* [Opdrachten]
A. Vertaal de zin "Toch blijft er een droom, een verlangen naar leven." uit de gegeven tekst naar het Engels.
B. Neem het deel van de gegeven tekst tussen "Vooral heeft onze" en "voor hen zorgen.", beide inbegrepen, woord voor woord over.

* [Gegeven tekst]
___
Vooral heeft onze samenleving de Zorg op vele terreinen in het leven geroepen. Gelukkig zijn er veel mensen in de zorg, die van binnenuit en niet alleen voor een salaris het noodappél van hun medemensen verstaan en vanuit liefde en mededogen voor hen zorgen.
Met ons verstand weten we van onze eindigheid, vroeg of laat; van de mogelijkheid van aantasting van het leven. (Denk aan het gesprek met onze zieke bisschop in de Limburger van vandaag/gisteren 4 september). Toch blijft er een droom, een verlangen naar leven. Als christengelovigen vertrouwen wij ons in ons verlangen naar leven toe aan God in het besef dat we het leven gekregen hebben en het niet zelf in de hand kunnen houden. Denk aan onze zieke bisschop en zijn rotsvast vertrouwen in overgave aan God.
Die houding (van verlangen naar leven waarin we ons toevertrouwen aan God) treffen we aan in veel verhalen uit de H. Schrift zoals die van vandaag. Jesaja spreekt (in de 1e lezing) de ballingen in Babylonië moed in. Weggevoerd uit hun eigen land leeft in hen heimwee, een verlangen zoals ook bij ballingen en vluchtelingen in onze tijd. Als Gods gerechtigheid mag doorbreken wordt volwaardig leven gewaarborgd, de terugkeer van de ballingen naar eigen land, waar God gediend wordt en de medemens geheeld. Denk aan vluchtelingen in onze tijd; denk aan de mensen in Afghanistan, denk aan het bedreigde leven van zovelen door het toedoen van mensen. Hun leven kan niet ‘open gaan’.
___
* [Rijen uit een dataset voor het labelen van kaders]
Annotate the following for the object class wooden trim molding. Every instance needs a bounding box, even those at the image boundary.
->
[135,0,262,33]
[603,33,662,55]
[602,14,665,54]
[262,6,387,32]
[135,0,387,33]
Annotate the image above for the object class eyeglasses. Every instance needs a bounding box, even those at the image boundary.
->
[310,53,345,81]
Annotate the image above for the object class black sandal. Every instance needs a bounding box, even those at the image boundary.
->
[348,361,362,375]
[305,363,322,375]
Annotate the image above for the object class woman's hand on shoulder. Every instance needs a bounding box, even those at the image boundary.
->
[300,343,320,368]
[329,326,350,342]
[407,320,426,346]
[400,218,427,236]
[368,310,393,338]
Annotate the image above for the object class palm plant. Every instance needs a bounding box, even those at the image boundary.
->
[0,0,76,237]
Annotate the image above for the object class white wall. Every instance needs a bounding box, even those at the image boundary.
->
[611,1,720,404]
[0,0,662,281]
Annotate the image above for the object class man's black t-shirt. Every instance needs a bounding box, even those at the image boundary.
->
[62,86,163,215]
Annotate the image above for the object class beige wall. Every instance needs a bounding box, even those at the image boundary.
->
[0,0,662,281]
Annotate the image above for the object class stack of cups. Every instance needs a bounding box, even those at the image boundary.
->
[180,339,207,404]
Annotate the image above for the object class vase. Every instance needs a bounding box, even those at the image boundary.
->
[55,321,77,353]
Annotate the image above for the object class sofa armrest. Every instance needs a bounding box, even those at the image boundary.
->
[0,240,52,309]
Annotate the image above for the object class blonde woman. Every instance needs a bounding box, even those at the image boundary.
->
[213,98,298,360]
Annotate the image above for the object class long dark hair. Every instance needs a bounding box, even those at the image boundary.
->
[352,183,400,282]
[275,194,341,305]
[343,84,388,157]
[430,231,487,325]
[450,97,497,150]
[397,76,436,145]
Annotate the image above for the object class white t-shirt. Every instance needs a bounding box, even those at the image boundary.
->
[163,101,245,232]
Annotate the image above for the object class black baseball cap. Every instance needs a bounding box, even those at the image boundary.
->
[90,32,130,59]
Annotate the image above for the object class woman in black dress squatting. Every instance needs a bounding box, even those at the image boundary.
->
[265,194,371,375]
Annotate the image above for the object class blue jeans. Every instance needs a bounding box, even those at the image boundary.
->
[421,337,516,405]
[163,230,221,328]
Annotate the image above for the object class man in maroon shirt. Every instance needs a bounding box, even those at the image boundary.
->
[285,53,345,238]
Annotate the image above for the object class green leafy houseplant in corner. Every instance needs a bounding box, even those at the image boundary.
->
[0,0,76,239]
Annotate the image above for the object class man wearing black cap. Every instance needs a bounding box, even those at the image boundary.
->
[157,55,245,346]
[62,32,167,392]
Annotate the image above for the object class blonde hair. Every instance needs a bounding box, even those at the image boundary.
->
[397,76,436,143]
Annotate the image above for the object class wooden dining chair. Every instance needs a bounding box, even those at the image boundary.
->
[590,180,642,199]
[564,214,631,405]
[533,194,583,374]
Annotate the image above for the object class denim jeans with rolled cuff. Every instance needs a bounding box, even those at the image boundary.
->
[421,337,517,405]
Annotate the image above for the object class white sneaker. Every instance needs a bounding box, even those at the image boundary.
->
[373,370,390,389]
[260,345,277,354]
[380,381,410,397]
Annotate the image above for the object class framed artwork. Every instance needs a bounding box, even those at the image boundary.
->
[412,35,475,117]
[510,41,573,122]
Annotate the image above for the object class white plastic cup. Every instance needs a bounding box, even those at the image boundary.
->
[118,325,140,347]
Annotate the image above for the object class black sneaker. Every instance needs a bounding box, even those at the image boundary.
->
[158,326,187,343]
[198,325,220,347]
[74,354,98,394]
___
* [Uitkomsten per opdracht]
A. Yet a dream remains, a longing for life.

B.
Vooral heeft onze samenleving de Zorg op vele terreinen in het leven geroepen. Gelukkig zijn er veel mensen in de zorg, die van binnenuit en niet alleen voor een salaris het noodappél van hun medemensen verstaan en vanuit liefde en mededogen voor hen zorgen.